• [Text block]:
Mano le Tough moved from Dublin to Berlin in his twenties and is currently located near Zurich, Switzerland. He grew up in a small village in Wicklow, on Ireland’s east coast, where his earliest musical memories involved taping Talking Heads and Fine Young Cannibals off the radio as a seven-year-old before he heard the siren song of dance music on local pirate radio.
After playing in bands during a reasonably diverse musical adolescence, he had returned to house and techno by his twenties, diving headfirst into the nascent MySpace culture around 2007.
The first track he ever finished, Warhorn, was fortuitously spotted by producer and True Romance labelhead, Tensnake, fifteen minutes after it had finished uploading.
He moved to the German capital shortly afterwards, steadily growing his audience as gigs and releases accumulated. His singles soon became mainstays in sets around Berlin and the wider world, adored for their unique melody-driven and disco-flecked house, while his albums Changing Days and Trails (both on Permanent Vacation) saw him channelling deeper water, underlain with intricate arrangements and the stripped-back intimacy of his own voice.

• [What to work on]:
[a] Print the part of the Mano le Tough bio that opens with the words containing "After playing in" and closes with "had finished uploading.".
[b] Answer these questions using the Mano le Tough bio.
(i) Where did he grow up?
(ii) Who spotted his track Warhorn?
(iii) Which label released his albums Changing Days and Trails?

• [Listing]:
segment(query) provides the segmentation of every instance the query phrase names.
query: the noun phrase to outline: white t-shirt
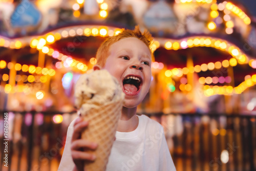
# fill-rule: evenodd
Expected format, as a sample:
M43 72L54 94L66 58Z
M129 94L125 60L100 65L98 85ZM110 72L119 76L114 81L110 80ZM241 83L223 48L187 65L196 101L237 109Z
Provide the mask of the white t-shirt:
M106 171L175 171L163 127L145 115L131 132L116 132ZM72 170L71 142L74 121L69 126L66 144L58 170Z

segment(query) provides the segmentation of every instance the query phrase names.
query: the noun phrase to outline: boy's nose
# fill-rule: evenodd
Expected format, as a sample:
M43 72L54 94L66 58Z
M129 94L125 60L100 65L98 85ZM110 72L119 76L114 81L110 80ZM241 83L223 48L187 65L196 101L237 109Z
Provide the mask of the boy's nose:
M140 70L141 71L142 71L143 70L143 67L139 65L133 65L131 66L131 68Z

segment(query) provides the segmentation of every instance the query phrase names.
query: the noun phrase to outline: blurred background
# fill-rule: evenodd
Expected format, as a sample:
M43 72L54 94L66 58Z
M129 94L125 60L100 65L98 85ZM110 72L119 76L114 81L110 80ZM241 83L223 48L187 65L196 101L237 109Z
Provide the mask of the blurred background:
M0 0L0 141L8 167L57 170L76 117L74 86L108 36L154 37L139 106L164 127L177 170L256 170L256 2Z

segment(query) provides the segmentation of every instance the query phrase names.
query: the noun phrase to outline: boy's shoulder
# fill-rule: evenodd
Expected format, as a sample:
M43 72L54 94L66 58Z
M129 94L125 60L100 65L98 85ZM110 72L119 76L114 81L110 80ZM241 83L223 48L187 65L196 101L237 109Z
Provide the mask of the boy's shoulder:
M157 121L150 118L148 116L145 115L137 115L141 121L142 124L144 125L146 130L151 132L163 131L163 126Z

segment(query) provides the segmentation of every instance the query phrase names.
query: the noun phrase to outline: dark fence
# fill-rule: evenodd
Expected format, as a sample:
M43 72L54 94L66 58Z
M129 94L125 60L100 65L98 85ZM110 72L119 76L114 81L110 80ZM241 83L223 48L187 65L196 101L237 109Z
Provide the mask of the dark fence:
M0 170L57 170L76 114L1 113ZM164 127L177 171L256 170L255 116L148 115Z

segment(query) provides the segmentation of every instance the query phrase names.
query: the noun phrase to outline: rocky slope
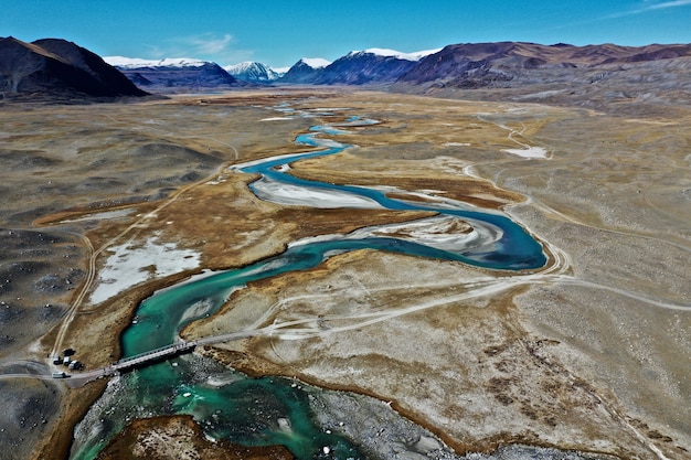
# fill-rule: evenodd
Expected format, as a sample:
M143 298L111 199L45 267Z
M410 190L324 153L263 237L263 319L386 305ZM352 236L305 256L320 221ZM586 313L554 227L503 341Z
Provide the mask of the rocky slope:
M0 39L0 95L145 96L99 56L57 39Z
M510 97L541 103L600 103L639 98L689 99L691 44L573 46L476 43L446 46L423 58L394 90ZM504 92L502 92L504 90Z

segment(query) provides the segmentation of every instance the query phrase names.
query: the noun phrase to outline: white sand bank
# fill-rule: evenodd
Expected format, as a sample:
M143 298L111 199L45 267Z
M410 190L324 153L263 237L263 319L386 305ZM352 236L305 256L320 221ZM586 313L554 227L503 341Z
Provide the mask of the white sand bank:
M100 303L140 282L196 268L200 264L199 253L178 249L174 243L160 243L158 236L148 238L142 245L127 242L108 252L113 255L98 274L92 303Z

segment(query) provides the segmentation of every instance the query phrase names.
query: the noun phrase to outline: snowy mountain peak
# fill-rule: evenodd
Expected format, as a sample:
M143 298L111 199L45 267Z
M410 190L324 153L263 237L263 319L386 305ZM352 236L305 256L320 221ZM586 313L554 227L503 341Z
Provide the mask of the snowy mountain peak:
M283 76L285 73L277 72L272 67L268 67L258 62L242 62L235 65L228 65L223 67L225 72L233 75L237 79L255 83L274 82Z
M119 68L140 67L201 67L209 64L206 61L190 57L167 57L163 60L140 60L138 57L106 56L105 62Z
M364 51L352 51L348 55L349 56L355 56L355 55L362 55L362 54L374 54L375 56L395 57L395 58L402 60L402 61L414 61L414 62L417 62L417 61L422 60L423 57L428 56L429 54L437 53L439 51L442 51L442 49L416 51L414 53L402 53L402 52L396 51L396 50L389 50L389 49L383 49L383 47L371 47L371 49L368 49L368 50L364 50Z
M323 68L331 64L331 61L327 61L321 57L302 57L300 62L312 68Z

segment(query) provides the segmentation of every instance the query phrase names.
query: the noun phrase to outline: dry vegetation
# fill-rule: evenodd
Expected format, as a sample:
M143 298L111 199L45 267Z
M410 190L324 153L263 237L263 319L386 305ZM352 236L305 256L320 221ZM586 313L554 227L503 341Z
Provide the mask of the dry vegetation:
M358 147L294 164L296 175L390 185L411 200L408 192L434 190L503 208L567 255L560 263L575 281L454 300L468 280L510 275L355 252L253 284L187 338L242 329L265 312L267 323L327 318L338 332L204 352L251 373L392 400L459 452L524 442L621 458L691 458L691 110L683 107L673 118L644 118L334 92L3 107L0 156L10 173L0 190L0 270L9 280L0 290L2 373L50 373L55 328L88 280L89 255L104 245L157 235L201 254L191 270L199 271L248 264L296 238L423 215L284 207L254 197L249 178L225 165L298 151L294 136L333 120L259 121L284 101L315 111L348 107L342 115L382 120L339 137ZM502 151L520 145L542 147L550 159ZM77 220L114 210L127 212ZM106 256L95 258L96 267ZM98 306L86 297L64 343L84 352L89 367L107 364L119 354L118 334L138 301L190 272L151 278ZM328 321L425 304L372 327L341 331L348 320ZM100 386L47 382L22 393L24 384L0 381L3 394L20 395L14 410L0 416L0 441L15 449L12 456L61 458L72 424ZM20 419L40 426L10 439L8 428ZM160 421L160 432L189 425ZM188 428L189 439L199 440ZM135 437L128 431L120 446L134 449Z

• [Written answers]:
[a]
After playing in bands during a reasonably diverse musical adolescence, he had returned to house and techno by his twenties, diving headfirst into the nascent MySpace culture around 2007.
The first track he ever finished, Warhorn, was fortuitously spotted by producer and True Romance labelhead, Tensnake, fifteen minutes after it had finished uploading.

[b]
(i) In a small village in Wicklow, on Ireland's east coast.
(ii) Tensnake, a producer and the head of the True Romance label.
(iii) Permanent Vacation.